═══ GIVEN INFORMATION
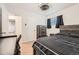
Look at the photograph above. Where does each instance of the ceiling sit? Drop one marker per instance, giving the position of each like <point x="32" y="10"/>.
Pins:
<point x="19" y="8"/>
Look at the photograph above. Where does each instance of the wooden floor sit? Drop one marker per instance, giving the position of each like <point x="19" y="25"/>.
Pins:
<point x="26" y="48"/>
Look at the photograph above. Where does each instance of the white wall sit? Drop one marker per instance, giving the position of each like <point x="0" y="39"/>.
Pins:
<point x="70" y="16"/>
<point x="29" y="31"/>
<point x="18" y="23"/>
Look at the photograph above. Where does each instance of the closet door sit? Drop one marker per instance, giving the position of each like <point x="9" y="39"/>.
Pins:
<point x="0" y="21"/>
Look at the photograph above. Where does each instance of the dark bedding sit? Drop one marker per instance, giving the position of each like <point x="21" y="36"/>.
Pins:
<point x="61" y="44"/>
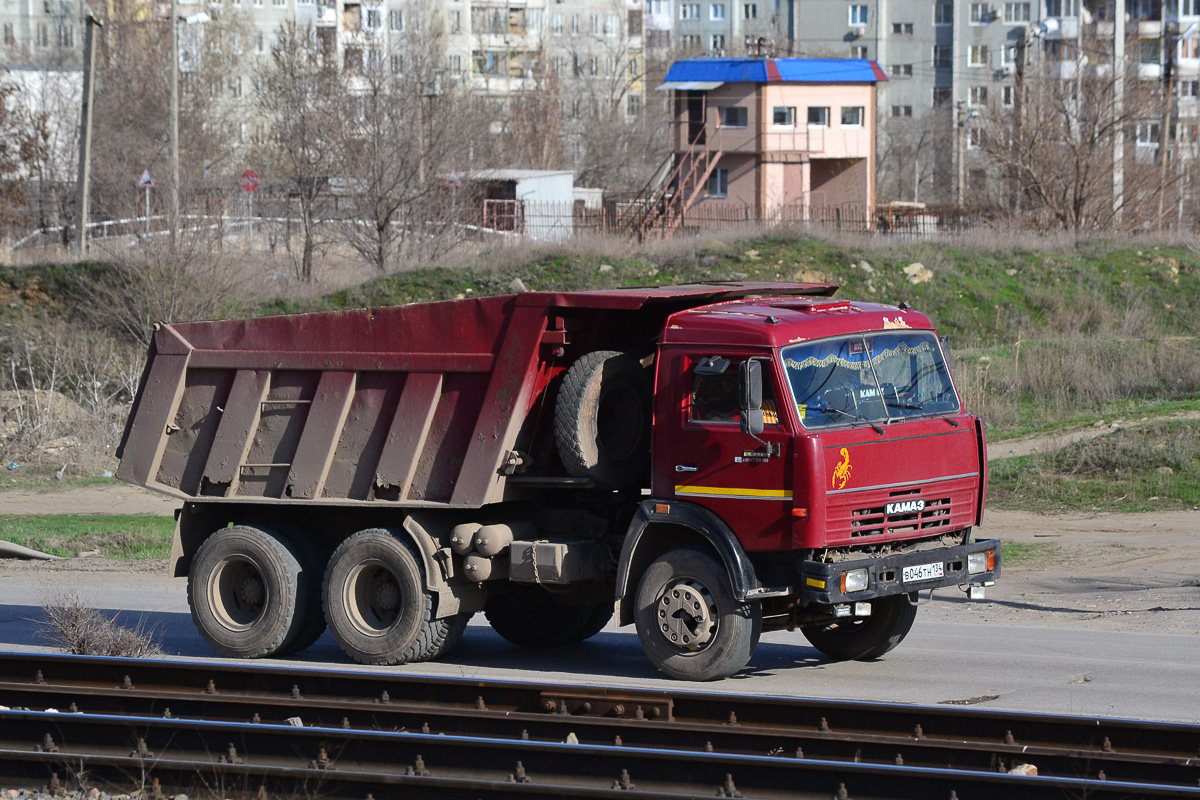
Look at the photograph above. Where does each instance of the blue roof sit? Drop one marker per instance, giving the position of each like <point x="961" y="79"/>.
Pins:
<point x="775" y="70"/>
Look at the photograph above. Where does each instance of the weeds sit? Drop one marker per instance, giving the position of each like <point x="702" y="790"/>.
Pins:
<point x="82" y="630"/>
<point x="1149" y="468"/>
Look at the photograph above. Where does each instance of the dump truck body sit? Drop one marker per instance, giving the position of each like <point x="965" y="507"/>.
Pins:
<point x="537" y="456"/>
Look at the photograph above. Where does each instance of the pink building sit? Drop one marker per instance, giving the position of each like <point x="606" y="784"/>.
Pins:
<point x="771" y="139"/>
══════
▶ **TASK DIRECTIONS**:
Rewrite the lines above, putting "Place one pin on each instance" wherever "Drop one marker per instance" appears and changing nothing else. Leave out the pictures.

▶ **WRITTEN ANSWER**:
Look at the photograph above. Where does each instance of the ceiling sit? Place one pin on each instance, giving the position of each like <point x="32" y="10"/>.
Pins:
<point x="19" y="8"/>
Look at the photograph above. Where does each instance of the wooden floor sit? Place one pin on each instance, giving the position of each like <point x="19" y="25"/>.
Pins:
<point x="26" y="48"/>
Look at the photograph above. Where does each instance of the white wall sit? Place one pin on each instance, giving the position of each like <point x="0" y="39"/>.
Pins:
<point x="70" y="16"/>
<point x="29" y="31"/>
<point x="18" y="23"/>
Look at the photograph above. Where does each instance of the closet door sit? Place one pin on each instance, giving the position of each like <point x="9" y="39"/>.
Pins:
<point x="0" y="21"/>
Look at the photograph above. Where does each instance of the dark bedding sit? Place one pin on each instance, giving the position of each like <point x="21" y="36"/>.
Pins:
<point x="61" y="44"/>
Look at the photograph above. Where does each instance of the blue roof sit? Place one pin on each instance, giving the position of each like <point x="961" y="79"/>.
Pins:
<point x="775" y="70"/>
Look at the photograph above. Where does each instance of the weeds sit? Place one pin on each instance, giving the position of each like <point x="702" y="790"/>.
Pins:
<point x="82" y="630"/>
<point x="1149" y="468"/>
Look at the photograph above. Where does each instance of the dump truck body sit? Place one pin on each instance, giving the position of each like <point x="965" y="507"/>.
Pins:
<point x="537" y="456"/>
Look at the photograph above. Where does each instance of the pink building sit? Place one pin on each instance, giving the position of each like <point x="606" y="784"/>.
Pins:
<point x="771" y="139"/>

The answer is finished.